WHAT TO PRODUCE:
Show each line below that contains the word "branch", copying every such line in full.

Records from a dataset:
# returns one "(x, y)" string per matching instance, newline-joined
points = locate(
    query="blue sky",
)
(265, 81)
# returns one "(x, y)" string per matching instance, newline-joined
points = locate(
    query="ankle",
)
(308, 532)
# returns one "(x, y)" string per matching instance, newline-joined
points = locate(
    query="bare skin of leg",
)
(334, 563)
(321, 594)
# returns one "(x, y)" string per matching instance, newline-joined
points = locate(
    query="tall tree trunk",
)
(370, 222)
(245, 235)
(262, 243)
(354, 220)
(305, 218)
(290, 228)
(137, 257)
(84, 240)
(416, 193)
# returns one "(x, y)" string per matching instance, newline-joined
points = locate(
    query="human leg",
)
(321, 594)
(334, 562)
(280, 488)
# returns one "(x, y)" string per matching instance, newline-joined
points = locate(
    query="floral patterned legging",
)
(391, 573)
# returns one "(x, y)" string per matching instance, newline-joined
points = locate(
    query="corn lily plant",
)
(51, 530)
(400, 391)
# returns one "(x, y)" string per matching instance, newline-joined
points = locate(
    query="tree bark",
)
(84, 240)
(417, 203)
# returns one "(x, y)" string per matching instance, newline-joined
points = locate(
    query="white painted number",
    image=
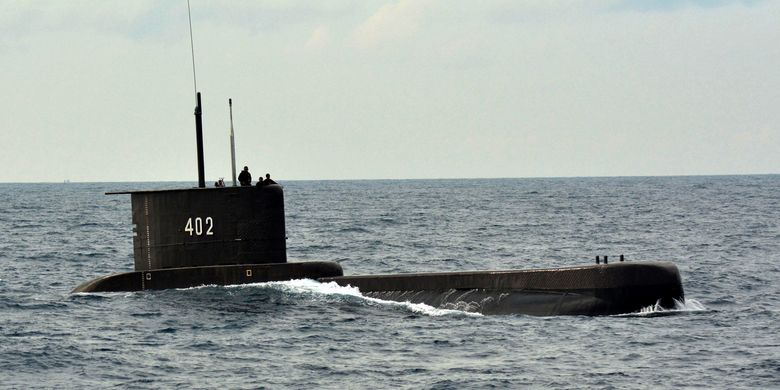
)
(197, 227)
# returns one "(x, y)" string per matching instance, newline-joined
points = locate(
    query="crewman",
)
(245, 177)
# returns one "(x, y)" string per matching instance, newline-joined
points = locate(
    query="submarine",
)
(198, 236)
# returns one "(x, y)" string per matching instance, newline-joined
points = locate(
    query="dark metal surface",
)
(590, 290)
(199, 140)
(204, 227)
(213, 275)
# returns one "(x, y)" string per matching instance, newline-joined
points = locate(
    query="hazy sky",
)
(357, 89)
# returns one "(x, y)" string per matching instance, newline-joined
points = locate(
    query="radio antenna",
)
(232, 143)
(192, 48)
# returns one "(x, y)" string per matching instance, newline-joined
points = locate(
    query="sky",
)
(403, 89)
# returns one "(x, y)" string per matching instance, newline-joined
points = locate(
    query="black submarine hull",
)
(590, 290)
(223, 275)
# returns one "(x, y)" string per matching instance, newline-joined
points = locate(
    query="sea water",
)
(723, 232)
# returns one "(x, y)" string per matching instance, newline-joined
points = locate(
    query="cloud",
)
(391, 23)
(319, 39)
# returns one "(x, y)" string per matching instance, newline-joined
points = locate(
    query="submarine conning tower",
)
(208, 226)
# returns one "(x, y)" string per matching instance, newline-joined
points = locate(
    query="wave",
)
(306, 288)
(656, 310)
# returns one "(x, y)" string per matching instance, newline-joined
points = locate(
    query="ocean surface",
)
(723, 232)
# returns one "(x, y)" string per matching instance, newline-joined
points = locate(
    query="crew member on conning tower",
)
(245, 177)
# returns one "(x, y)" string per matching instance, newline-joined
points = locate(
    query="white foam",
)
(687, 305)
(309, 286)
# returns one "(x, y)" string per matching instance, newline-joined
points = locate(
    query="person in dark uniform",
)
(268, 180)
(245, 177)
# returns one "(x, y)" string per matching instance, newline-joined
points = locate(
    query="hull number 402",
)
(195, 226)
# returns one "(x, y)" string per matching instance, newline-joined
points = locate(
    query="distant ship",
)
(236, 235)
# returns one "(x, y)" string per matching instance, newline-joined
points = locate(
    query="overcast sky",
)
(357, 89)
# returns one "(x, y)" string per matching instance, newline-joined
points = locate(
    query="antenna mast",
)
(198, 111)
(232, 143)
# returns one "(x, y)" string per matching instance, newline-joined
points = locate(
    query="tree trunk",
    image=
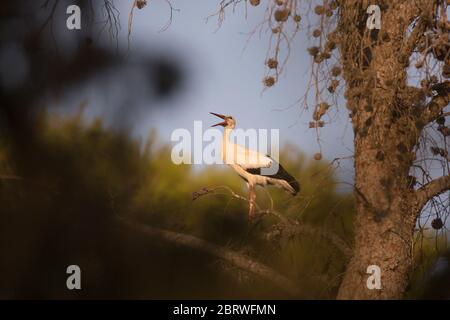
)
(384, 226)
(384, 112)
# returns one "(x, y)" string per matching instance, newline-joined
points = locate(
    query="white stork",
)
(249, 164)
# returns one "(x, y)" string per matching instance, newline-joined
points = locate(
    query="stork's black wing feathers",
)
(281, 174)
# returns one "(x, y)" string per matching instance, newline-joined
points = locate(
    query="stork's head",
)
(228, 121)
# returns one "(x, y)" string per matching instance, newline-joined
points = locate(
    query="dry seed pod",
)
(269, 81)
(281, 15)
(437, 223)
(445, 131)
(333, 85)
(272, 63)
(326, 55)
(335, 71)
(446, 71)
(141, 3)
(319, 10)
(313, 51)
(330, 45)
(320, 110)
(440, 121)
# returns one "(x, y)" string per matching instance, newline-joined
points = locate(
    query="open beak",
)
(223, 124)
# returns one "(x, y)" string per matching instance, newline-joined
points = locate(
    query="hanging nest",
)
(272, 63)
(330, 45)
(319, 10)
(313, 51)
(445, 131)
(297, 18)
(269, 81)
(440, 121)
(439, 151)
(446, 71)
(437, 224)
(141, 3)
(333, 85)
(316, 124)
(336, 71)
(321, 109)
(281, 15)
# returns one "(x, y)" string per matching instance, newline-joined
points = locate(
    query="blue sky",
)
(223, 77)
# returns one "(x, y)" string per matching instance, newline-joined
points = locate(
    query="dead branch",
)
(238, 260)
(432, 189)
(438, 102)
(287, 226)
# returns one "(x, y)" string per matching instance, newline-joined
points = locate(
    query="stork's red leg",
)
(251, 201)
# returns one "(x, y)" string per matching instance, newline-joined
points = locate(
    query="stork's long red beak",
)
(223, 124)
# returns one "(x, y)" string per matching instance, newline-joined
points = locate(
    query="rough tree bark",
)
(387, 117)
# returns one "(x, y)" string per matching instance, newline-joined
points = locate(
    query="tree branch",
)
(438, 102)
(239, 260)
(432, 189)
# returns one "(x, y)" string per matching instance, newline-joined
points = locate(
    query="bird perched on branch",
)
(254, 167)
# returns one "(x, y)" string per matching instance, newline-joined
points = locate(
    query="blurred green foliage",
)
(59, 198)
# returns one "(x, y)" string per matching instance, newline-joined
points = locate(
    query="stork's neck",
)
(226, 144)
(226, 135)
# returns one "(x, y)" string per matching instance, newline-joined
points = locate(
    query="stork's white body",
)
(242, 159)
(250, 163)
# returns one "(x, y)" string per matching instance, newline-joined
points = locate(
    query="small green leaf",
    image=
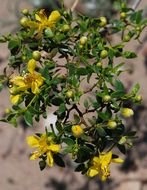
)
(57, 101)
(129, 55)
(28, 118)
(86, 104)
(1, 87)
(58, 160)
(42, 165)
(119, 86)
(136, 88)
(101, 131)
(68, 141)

---

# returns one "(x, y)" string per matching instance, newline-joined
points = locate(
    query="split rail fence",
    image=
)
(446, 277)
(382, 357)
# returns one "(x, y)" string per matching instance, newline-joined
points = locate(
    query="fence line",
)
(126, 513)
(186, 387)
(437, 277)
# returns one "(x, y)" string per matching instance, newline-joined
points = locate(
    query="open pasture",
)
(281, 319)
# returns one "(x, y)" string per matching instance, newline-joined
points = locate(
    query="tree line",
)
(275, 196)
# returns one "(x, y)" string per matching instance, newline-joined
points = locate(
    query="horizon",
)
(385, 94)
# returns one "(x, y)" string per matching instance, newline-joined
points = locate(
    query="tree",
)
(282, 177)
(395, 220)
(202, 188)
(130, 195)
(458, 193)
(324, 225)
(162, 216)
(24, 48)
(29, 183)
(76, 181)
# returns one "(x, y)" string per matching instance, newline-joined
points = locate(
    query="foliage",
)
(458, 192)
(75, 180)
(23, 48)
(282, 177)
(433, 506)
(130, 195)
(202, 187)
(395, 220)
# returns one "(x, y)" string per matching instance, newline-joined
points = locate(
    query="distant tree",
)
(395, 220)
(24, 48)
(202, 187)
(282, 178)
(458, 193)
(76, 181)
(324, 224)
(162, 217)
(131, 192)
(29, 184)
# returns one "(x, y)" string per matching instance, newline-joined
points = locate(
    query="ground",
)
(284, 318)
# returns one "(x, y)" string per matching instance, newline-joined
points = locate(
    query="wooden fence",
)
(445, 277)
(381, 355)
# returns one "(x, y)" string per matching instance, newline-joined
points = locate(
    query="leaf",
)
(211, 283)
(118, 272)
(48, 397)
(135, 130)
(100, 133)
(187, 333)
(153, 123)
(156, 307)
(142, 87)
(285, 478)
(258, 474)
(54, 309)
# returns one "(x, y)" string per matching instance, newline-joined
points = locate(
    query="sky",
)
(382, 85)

--

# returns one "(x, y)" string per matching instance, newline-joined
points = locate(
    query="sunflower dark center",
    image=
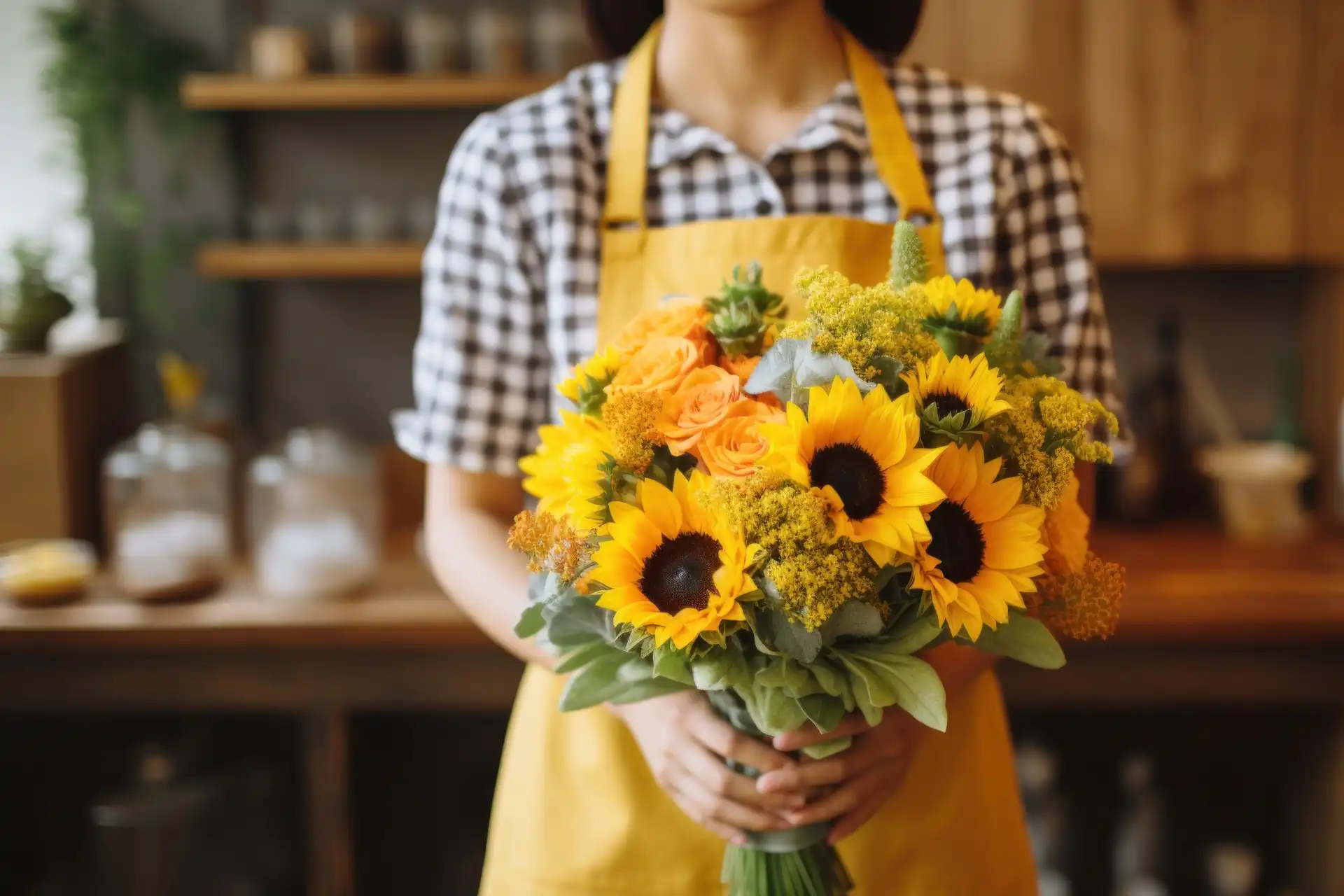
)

RESPONSE TO THE EXERCISE:
    query="dead branch",
    query="tree branch",
    query="bird perched on branch",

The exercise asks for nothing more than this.